Short task: Print verbatim every line starting at the one that contains "Question. For every instance of the light" and ending at the final line of the records; include both endpoints.

╭──

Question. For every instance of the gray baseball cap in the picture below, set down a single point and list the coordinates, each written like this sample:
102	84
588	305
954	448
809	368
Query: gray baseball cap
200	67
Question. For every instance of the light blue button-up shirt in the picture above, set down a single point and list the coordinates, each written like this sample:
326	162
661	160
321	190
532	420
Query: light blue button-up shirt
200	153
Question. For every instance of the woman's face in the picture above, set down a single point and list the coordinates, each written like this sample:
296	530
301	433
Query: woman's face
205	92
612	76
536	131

╰──

Written response:
Question. For every instance of the light blue button-up shirt in the picture above, set down a single point and list the coordinates, each written like this sample:
326	162
661	160
321	190
532	420
Query: light blue button-up shirt
200	153
Question. For every instance of the woman's face in the picture above, set down a single point and list the coordinates, each written like this sample:
296	530
301	433
Query: woman's face
205	92
612	76
536	131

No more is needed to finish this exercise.